# Activity:
Pull out from the material below all lines with "before".

# Material provided:
=-=-=-=-=

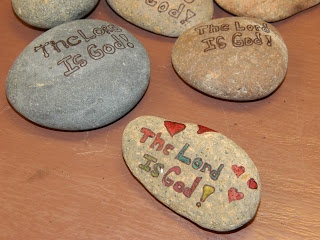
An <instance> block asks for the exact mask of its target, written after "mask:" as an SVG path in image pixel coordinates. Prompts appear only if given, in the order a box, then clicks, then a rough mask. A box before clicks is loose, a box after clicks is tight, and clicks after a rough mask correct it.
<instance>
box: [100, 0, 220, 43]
mask: <svg viewBox="0 0 320 240" xmlns="http://www.w3.org/2000/svg"><path fill="white" fill-rule="evenodd" d="M106 1H107V2H108V4H109V5H110V6H111V7H112V8H113V10H114V11H115V12H117V13H118V14H119V15H120V16H122V17H123V18H124V19H126V20H127V21H129V22H131V23H133V24H135V25H137V26H139V27H141V28H143V29H146V30H148V31H151V32H154V33H157V34H161V35H164V36H169V37H178V36H179V35H180V34H181V33H182V32H184V31H185V30H187V29H188V28H190V27H192V26H194V25H196V24H198V23H200V22H203V21H208V20H210V19H212V16H213V11H214V10H213V1H212V0H197V1H195V0H173V1H161V0H160V1H159V0H157V1H155V0H132V1H130V4H128V1H126V0H106Z"/></svg>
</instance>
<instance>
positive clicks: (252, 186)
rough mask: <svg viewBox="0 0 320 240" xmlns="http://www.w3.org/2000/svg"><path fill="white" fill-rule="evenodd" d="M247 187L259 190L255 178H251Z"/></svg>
mask: <svg viewBox="0 0 320 240" xmlns="http://www.w3.org/2000/svg"><path fill="white" fill-rule="evenodd" d="M247 185H248V187H249V188H251V189H257V188H258V183H257V182H256V181H255V180H254V179H253V178H250V179H249V180H248V182H247Z"/></svg>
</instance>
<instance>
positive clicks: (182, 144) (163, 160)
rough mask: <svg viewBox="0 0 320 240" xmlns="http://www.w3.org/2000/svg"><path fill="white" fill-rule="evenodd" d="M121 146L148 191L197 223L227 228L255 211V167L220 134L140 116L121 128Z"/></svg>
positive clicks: (138, 176) (239, 226) (236, 224)
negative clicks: (127, 124) (121, 143)
mask: <svg viewBox="0 0 320 240" xmlns="http://www.w3.org/2000/svg"><path fill="white" fill-rule="evenodd" d="M122 150H123V157H124V159H125V162H126V164H127V165H128V167H129V169H130V171H131V172H132V174H133V175H134V176H135V177H136V178H137V179H138V180H139V181H140V182H141V183H142V184H143V186H144V187H145V188H146V189H147V190H148V191H149V192H150V193H151V194H152V195H154V196H155V197H156V198H157V199H158V200H159V201H160V202H162V203H163V204H165V205H166V206H168V207H169V208H170V209H172V210H173V211H175V212H177V213H178V214H180V215H182V216H184V217H186V218H188V219H190V220H191V221H193V222H195V223H196V224H198V225H200V226H201V227H204V228H207V229H210V230H215V231H230V230H234V229H237V228H239V227H241V226H243V225H245V224H246V223H248V222H249V221H250V220H251V219H253V217H254V216H255V214H256V211H257V209H258V205H259V202H260V194H261V183H260V178H259V173H258V170H257V168H256V166H255V165H254V163H253V162H252V160H251V159H250V157H249V156H248V155H247V153H246V152H245V151H244V150H243V149H241V148H240V147H239V146H238V145H237V144H236V143H234V142H233V141H232V140H230V139H228V138H227V137H226V136H224V135H222V134H221V133H218V132H216V131H214V130H212V129H210V128H208V127H204V126H202V125H198V124H192V123H178V122H173V121H169V120H165V119H163V118H158V117H153V116H142V117H139V118H136V119H135V120H133V121H132V122H130V123H129V124H128V125H127V127H126V128H125V130H124V133H123V137H122Z"/></svg>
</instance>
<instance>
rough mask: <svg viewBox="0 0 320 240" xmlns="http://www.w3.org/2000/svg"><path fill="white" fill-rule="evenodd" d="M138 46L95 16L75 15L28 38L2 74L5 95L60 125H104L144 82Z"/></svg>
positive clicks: (13, 105)
mask: <svg viewBox="0 0 320 240" xmlns="http://www.w3.org/2000/svg"><path fill="white" fill-rule="evenodd" d="M149 77H150V63H149V58H148V55H147V52H146V50H145V48H144V46H143V45H142V44H141V43H140V42H139V41H138V40H137V39H136V38H135V37H134V36H133V35H132V34H130V33H129V32H128V31H126V30H125V29H123V28H120V27H118V26H116V25H114V24H111V23H108V22H105V21H100V20H89V19H88V20H76V21H72V22H68V23H65V24H62V25H59V26H57V27H55V28H52V29H50V30H48V31H47V32H45V33H43V34H42V35H40V36H39V37H38V38H36V39H35V40H34V41H33V42H31V43H30V44H29V45H28V46H27V47H26V48H25V49H24V50H23V52H22V53H21V54H20V55H19V57H18V58H17V59H16V61H15V62H14V63H13V65H12V67H11V69H10V71H9V74H8V77H7V89H6V91H7V98H8V100H9V102H10V103H11V104H12V106H13V107H14V108H15V109H16V110H17V111H18V112H19V113H21V114H22V115H23V116H25V117H26V118H28V119H29V120H31V121H33V122H35V123H38V124H40V125H43V126H46V127H49V128H55V129H61V130H87V129H93V128H98V127H101V126H104V125H107V124H109V123H111V122H113V121H115V120H117V119H119V118H120V117H122V116H123V115H125V114H126V113H127V112H128V111H130V110H131V109H132V108H133V107H134V106H135V105H136V104H137V103H138V101H139V100H140V99H141V97H142V96H143V94H144V93H145V91H146V89H147V86H148V84H149Z"/></svg>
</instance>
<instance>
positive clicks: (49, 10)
mask: <svg viewBox="0 0 320 240" xmlns="http://www.w3.org/2000/svg"><path fill="white" fill-rule="evenodd" d="M98 1H99V0H81V1H79V0H68V1H65V0H54V1H52V0H23V1H21V0H12V1H11V2H12V7H13V10H14V12H15V13H16V15H17V16H18V17H19V18H20V19H21V20H23V21H24V22H26V23H28V24H30V25H31V26H35V27H38V28H44V29H48V28H52V27H55V26H57V25H60V24H62V23H65V22H69V21H72V20H76V19H80V18H82V17H84V16H85V15H87V14H88V13H89V12H90V11H91V10H92V9H93V8H94V7H95V6H96V5H97V3H98Z"/></svg>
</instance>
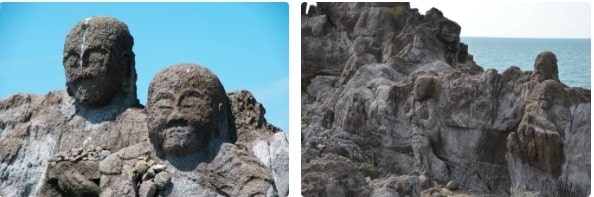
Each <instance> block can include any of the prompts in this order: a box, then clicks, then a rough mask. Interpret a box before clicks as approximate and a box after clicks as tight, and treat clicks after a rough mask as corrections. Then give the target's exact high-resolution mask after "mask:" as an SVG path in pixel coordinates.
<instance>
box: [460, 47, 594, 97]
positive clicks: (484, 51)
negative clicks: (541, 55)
mask: <svg viewBox="0 0 594 197" xmlns="http://www.w3.org/2000/svg"><path fill="white" fill-rule="evenodd" d="M461 41H462V42H464V43H466V44H467V45H468V53H470V54H472V55H473V57H474V61H475V62H476V63H477V64H478V65H480V66H481V67H483V68H484V69H485V70H487V69H496V70H497V72H499V73H502V72H503V71H505V69H507V68H509V67H510V66H517V67H519V68H520V69H521V70H522V71H528V70H534V60H535V59H536V56H537V55H538V54H539V53H540V52H542V51H552V52H553V53H554V54H555V55H556V56H557V65H558V68H559V80H561V82H563V83H565V84H566V85H568V86H570V87H582V88H586V89H590V85H591V84H590V81H591V78H592V77H591V72H590V71H591V68H590V67H591V57H590V39H544V38H481V37H462V38H461Z"/></svg>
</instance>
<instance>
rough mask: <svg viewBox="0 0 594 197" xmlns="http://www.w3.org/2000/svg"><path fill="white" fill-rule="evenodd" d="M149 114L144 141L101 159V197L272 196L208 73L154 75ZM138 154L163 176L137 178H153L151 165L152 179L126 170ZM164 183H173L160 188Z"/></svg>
mask: <svg viewBox="0 0 594 197" xmlns="http://www.w3.org/2000/svg"><path fill="white" fill-rule="evenodd" d="M147 111H148V117H149V118H148V122H147V125H148V127H149V130H150V135H149V136H150V143H140V144H137V145H134V146H131V147H128V148H124V149H122V150H120V151H119V152H117V153H115V154H113V155H111V156H109V157H108V158H107V159H105V160H103V161H102V162H101V164H100V168H101V192H102V193H101V196H114V195H115V196H135V195H140V196H150V195H152V194H154V193H157V194H159V195H168V196H187V195H190V196H219V195H229V196H250V195H266V196H273V195H276V194H277V191H276V189H275V187H274V179H273V175H272V173H271V171H270V169H269V168H267V166H265V165H264V164H263V163H262V162H260V161H259V160H258V159H257V158H256V157H255V156H253V155H250V154H248V151H247V150H245V149H242V148H241V147H239V146H236V145H234V144H233V143H235V141H236V138H237V137H236V136H237V133H236V131H235V124H234V123H235V122H234V120H233V116H232V115H233V114H232V113H231V108H230V103H229V101H228V98H227V95H226V93H225V90H224V88H223V86H222V85H221V83H220V81H219V79H218V78H217V77H216V76H215V75H214V74H213V73H212V72H211V71H210V70H208V69H207V68H205V67H202V66H199V65H195V64H179V65H174V66H170V67H167V68H165V69H163V70H161V71H160V72H158V73H157V74H156V75H155V77H154V78H153V80H152V81H151V84H150V86H149V100H148V102H147ZM138 157H147V158H149V159H150V160H154V161H155V163H162V164H164V165H166V166H169V167H167V168H166V169H165V170H164V171H162V172H160V173H164V175H162V176H165V177H161V176H159V174H160V173H159V174H156V175H154V179H153V180H145V179H144V178H142V179H138V178H135V177H143V176H147V177H150V176H152V174H153V173H152V172H150V168H149V171H147V172H146V173H147V174H150V175H146V174H145V175H143V174H141V173H140V172H143V171H144V170H139V169H140V168H139V167H133V168H131V167H129V166H135V165H136V166H138V165H137V163H136V162H137V160H136V158H138ZM127 166H128V167H127ZM144 168H146V167H143V168H142V169H144ZM164 180H165V181H164ZM167 180H170V182H171V183H173V184H163V183H167V182H169V181H167ZM137 188H139V189H137ZM155 188H156V189H155Z"/></svg>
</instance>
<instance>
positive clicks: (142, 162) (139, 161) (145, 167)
mask: <svg viewBox="0 0 594 197" xmlns="http://www.w3.org/2000/svg"><path fill="white" fill-rule="evenodd" d="M134 167H135V168H136V172H138V173H139V174H144V173H145V172H146V171H147V170H148V168H149V166H148V164H147V162H146V161H144V160H138V161H136V164H135V165H134Z"/></svg>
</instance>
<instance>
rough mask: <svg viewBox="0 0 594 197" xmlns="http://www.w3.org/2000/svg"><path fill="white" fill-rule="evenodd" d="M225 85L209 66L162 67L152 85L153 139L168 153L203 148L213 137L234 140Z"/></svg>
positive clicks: (150, 101) (149, 88) (187, 64)
mask: <svg viewBox="0 0 594 197" xmlns="http://www.w3.org/2000/svg"><path fill="white" fill-rule="evenodd" d="M230 110H231V109H230V104H229V100H228V98H227V94H226V93H225V89H224V88H223V85H222V84H221V82H220V81H219V79H218V78H217V76H216V75H215V74H214V73H212V72H211V71H210V70H209V69H207V68H205V67H202V66H199V65H196V64H178V65H174V66H170V67H167V68H165V69H163V70H161V71H159V72H158V73H157V74H156V75H155V77H154V78H153V80H152V81H151V83H150V85H149V92H148V101H147V112H148V121H147V125H148V129H149V137H150V140H151V143H152V144H153V146H155V148H156V149H157V150H162V151H163V152H164V153H165V154H167V155H173V156H176V157H183V156H187V155H191V154H194V153H199V152H202V151H203V150H205V149H207V148H208V147H209V144H210V143H211V141H213V140H221V141H224V142H233V141H234V138H235V135H236V132H235V125H234V122H233V121H232V118H230V117H231V116H232V114H231V111H230Z"/></svg>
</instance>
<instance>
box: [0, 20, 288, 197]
mask: <svg viewBox="0 0 594 197" xmlns="http://www.w3.org/2000/svg"><path fill="white" fill-rule="evenodd" d="M132 44H133V40H132V37H131V35H130V34H129V32H128V29H127V27H126V25H125V24H124V23H123V22H121V21H119V20H117V19H114V18H110V17H93V18H89V19H86V20H83V21H81V22H79V24H77V25H76V26H75V27H74V28H73V29H72V31H71V32H70V34H69V35H68V37H67V39H66V44H65V47H64V66H65V71H66V77H67V84H66V85H67V89H68V90H67V91H61V90H58V91H52V92H49V93H48V94H46V95H33V94H16V95H12V96H9V97H7V98H4V99H2V100H0V146H1V147H2V148H0V188H1V189H0V196H99V195H100V194H102V195H108V196H111V194H114V195H115V196H129V195H133V196H135V195H136V194H141V195H142V196H154V195H155V194H161V195H163V194H169V195H170V196H188V195H187V194H189V193H188V191H195V192H197V193H195V194H196V195H190V196H208V195H211V196H221V195H231V196H235V194H238V195H239V194H241V195H243V194H245V195H251V194H254V195H258V194H263V195H268V196H274V195H277V194H278V195H279V196H286V195H287V194H288V141H287V139H286V136H285V135H284V133H283V132H282V131H281V130H280V129H278V128H276V127H274V126H273V125H270V124H269V123H267V122H266V120H265V119H264V113H265V110H264V108H263V106H262V105H261V104H260V103H258V102H257V101H256V100H255V98H254V97H253V96H252V95H251V93H249V92H248V91H237V93H230V94H229V95H227V94H225V92H224V90H223V91H219V92H218V94H217V97H216V99H215V100H216V102H217V103H216V104H217V105H214V107H216V108H214V107H213V108H214V109H217V110H219V111H217V113H216V115H221V114H224V115H223V117H225V118H224V120H222V119H221V120H219V119H215V121H222V122H219V123H220V124H224V125H225V127H215V128H214V129H216V130H217V131H226V132H225V133H216V134H214V135H212V136H210V137H211V138H209V139H211V140H212V139H215V141H216V143H215V144H214V145H212V146H215V145H216V147H217V148H216V149H212V150H211V151H209V152H208V154H207V155H208V156H209V157H208V158H209V160H207V162H205V163H201V164H200V165H198V167H197V168H196V170H197V171H200V173H203V174H202V175H204V176H200V177H199V178H197V177H195V176H193V175H192V174H190V175H192V176H188V174H186V173H185V172H182V171H184V170H185V169H183V168H182V170H181V171H180V170H179V169H178V168H174V167H173V166H174V165H173V164H175V165H178V166H179V165H181V166H184V165H186V164H185V163H187V161H186V160H175V159H174V160H173V162H172V161H170V160H167V159H162V158H161V157H158V156H157V155H156V153H155V152H151V151H150V150H152V149H153V148H154V146H153V145H152V144H150V143H149V129H148V128H149V127H148V126H147V120H148V119H149V118H147V112H146V111H145V109H144V108H143V106H142V105H140V104H139V102H138V99H137V98H136V85H135V83H136V72H135V69H134V53H133V52H132V48H131V47H132ZM99 48H100V49H102V50H98V49H99ZM103 49H104V50H103ZM79 57H83V58H79ZM107 57H110V58H107ZM106 58H107V59H106ZM100 63H104V64H103V65H100ZM81 64H82V65H81ZM106 71H109V72H106ZM183 72H186V73H187V70H183ZM183 72H181V73H183ZM178 73H180V72H178ZM162 80H163V81H165V82H164V83H165V84H168V85H172V84H171V80H166V79H162ZM167 82H168V83H167ZM193 85H196V86H199V87H202V86H204V85H209V84H206V83H202V84H193ZM219 85H220V84H219ZM184 87H185V88H189V87H194V88H195V86H184ZM168 88H169V87H168ZM206 88H207V89H209V90H211V88H210V87H206ZM220 88H222V87H220ZM171 89H172V90H176V89H173V88H171ZM200 93H208V92H200ZM200 95H201V94H199V93H195V92H194V94H191V95H190V96H194V97H198V96H200ZM170 96H172V95H170ZM176 96H180V95H176ZM190 96H188V95H183V96H182V97H184V98H186V97H190ZM192 99H194V100H191V101H196V102H189V104H188V102H184V103H182V104H184V105H183V107H188V106H189V107H195V106H197V105H199V104H204V103H205V102H203V100H196V98H192ZM182 100H183V99H182ZM223 100H224V101H225V104H226V106H225V107H223V106H220V105H218V102H220V101H223ZM210 104H212V103H210ZM207 105H208V104H207ZM232 106H233V109H231V108H232ZM162 110H163V109H162ZM165 110H166V109H165ZM205 111H206V110H199V111H198V110H197V111H194V112H199V113H204V112H205ZM162 112H165V111H162ZM184 112H186V111H184ZM223 112H224V113H223ZM203 115H204V114H198V115H196V116H192V118H193V119H192V120H191V123H195V124H192V125H193V126H196V127H200V128H199V129H203V127H202V126H204V125H203V124H201V123H203V122H208V121H205V119H208V118H207V117H206V116H203ZM158 118H163V117H160V116H155V115H153V116H152V119H151V120H155V119H158ZM209 120H211V119H209ZM235 120H237V121H235ZM249 120H256V121H249ZM174 122H175V121H174ZM178 123H179V122H176V123H175V124H178ZM235 124H237V125H238V126H237V128H238V131H240V132H241V135H239V136H240V139H239V140H237V141H236V139H237V134H236V133H235V127H236V126H235ZM152 126H154V128H159V126H162V125H158V124H153V125H152ZM169 126H170V125H169ZM227 127H233V128H232V129H227ZM203 131H207V130H206V129H204V130H203ZM208 131H212V130H208ZM178 134H179V133H178ZM174 137H175V136H174ZM153 141H154V140H153ZM192 142H196V141H192ZM235 142H237V145H235V144H231V143H235ZM169 145H171V143H170V144H168V146H169ZM138 147H140V149H138ZM193 148H197V149H200V148H203V147H202V146H197V147H193ZM198 151H199V150H198ZM112 153H115V154H112ZM172 153H175V154H177V153H180V154H181V155H184V154H192V153H193V152H191V151H190V152H184V151H181V152H179V151H172ZM100 164H104V165H100ZM176 169H177V170H176ZM115 175H118V176H115ZM194 175H195V174H194ZM223 175H224V176H223ZM105 177H111V178H109V179H108V178H105ZM113 177H115V179H112V178H113ZM114 183H124V184H114ZM190 183H191V184H190ZM110 184H111V186H110ZM172 184H175V185H177V186H176V188H180V189H176V190H171V185H172ZM193 186H200V187H198V188H204V190H196V188H193ZM168 188H169V190H168ZM126 189H128V190H126ZM115 191H117V192H115ZM172 191H176V192H177V191H182V192H181V193H180V192H177V193H175V192H174V193H172Z"/></svg>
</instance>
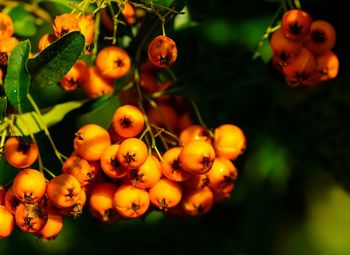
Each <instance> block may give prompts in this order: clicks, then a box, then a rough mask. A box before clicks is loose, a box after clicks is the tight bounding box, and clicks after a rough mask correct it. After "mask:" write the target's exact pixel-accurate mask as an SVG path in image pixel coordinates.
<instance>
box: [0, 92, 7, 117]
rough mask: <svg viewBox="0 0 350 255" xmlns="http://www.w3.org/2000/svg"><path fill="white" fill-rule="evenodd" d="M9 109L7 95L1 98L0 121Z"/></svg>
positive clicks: (0, 102)
mask: <svg viewBox="0 0 350 255" xmlns="http://www.w3.org/2000/svg"><path fill="white" fill-rule="evenodd" d="M6 110H7V97H1V98H0V122H1V121H2V120H3V119H4V118H5V116H6Z"/></svg>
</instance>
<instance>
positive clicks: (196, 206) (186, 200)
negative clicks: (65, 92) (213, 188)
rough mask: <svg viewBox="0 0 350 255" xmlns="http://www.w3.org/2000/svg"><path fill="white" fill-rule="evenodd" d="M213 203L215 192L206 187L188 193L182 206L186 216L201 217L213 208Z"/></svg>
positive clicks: (183, 210) (184, 197) (183, 197)
mask: <svg viewBox="0 0 350 255" xmlns="http://www.w3.org/2000/svg"><path fill="white" fill-rule="evenodd" d="M213 203H214V195H213V192H212V191H211V190H210V189H209V188H208V187H204V188H202V189H198V190H195V191H189V192H187V193H186V194H185V195H184V197H183V199H182V201H181V206H182V209H183V211H184V212H185V214H187V215H191V216H199V215H202V214H205V213H207V212H208V211H209V210H210V209H211V208H212V206H213Z"/></svg>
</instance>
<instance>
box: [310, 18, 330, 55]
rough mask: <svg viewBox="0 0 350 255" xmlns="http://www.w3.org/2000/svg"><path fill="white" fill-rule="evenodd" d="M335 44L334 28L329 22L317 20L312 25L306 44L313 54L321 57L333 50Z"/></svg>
mask: <svg viewBox="0 0 350 255" xmlns="http://www.w3.org/2000/svg"><path fill="white" fill-rule="evenodd" d="M335 42H336V32H335V30H334V27H333V26H332V25H331V24H330V23H329V22H327V21H324V20H316V21H313V22H312V23H311V31H310V34H309V35H308V36H307V37H306V38H305V42H304V44H305V47H307V48H308V49H309V50H310V51H311V52H312V53H313V54H316V55H320V54H323V53H326V52H327V51H329V50H331V49H332V48H333V47H334V45H335Z"/></svg>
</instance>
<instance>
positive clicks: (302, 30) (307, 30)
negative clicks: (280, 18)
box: [281, 10, 312, 40]
mask: <svg viewBox="0 0 350 255" xmlns="http://www.w3.org/2000/svg"><path fill="white" fill-rule="evenodd" d="M311 22H312V19H311V16H310V15H309V14H307V13H306V12H304V11H302V10H290V11H287V12H285V13H284V14H283V17H282V21H281V26H282V31H283V33H284V35H285V36H286V37H287V38H288V39H291V40H301V39H303V38H305V37H306V36H307V35H308V34H309V32H310V27H311Z"/></svg>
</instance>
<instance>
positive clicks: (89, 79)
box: [79, 66, 114, 98]
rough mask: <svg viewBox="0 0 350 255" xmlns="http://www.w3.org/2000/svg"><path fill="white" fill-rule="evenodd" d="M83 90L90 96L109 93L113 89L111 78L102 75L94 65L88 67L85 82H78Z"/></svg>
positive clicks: (101, 95)
mask: <svg viewBox="0 0 350 255" xmlns="http://www.w3.org/2000/svg"><path fill="white" fill-rule="evenodd" d="M79 85H80V86H81V88H82V89H83V90H84V92H85V93H86V94H87V95H88V96H89V97H91V98H96V97H100V96H103V95H107V94H111V93H112V92H113V89H114V83H113V80H111V79H107V78H105V77H104V76H102V75H101V74H100V73H99V71H98V70H97V69H96V67H93V66H92V67H90V68H89V75H88V79H87V80H86V82H83V83H81V84H79Z"/></svg>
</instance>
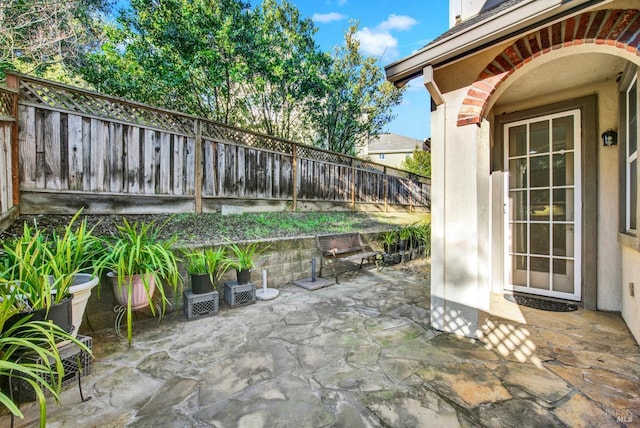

=-=-=-=-=

# Result below:
An <instance> block asks for the exact mask of its target, written after "mask:" as an SVG path in image pixel coordinates. Prompts appear only if given, in the order a box, then clicks, then a rough mask. A box before clicks is loose, a box after clicks is tight, and clicks after a rough mask correct it.
Each <instance> block can include any of the prompts in this order: a box, then clicks, then a rough mask. Interpret a box before clicks as approximate and a box after clicks as tight, and treat clicks after a rough mask as corrections. Then give the target's exact high-resolution mask after "mask:" as an SVG path in pixel coordinates.
Each <instance> block may give prompts in this order: clicks, then a box, then a rough mask. A box before clicks is loose, a box after clicks is the tight bounding box, and clicks after a rough mask correct it. After "mask:" write the target's exact pixel-accurate mask as an SVG path in image pixel coordinates.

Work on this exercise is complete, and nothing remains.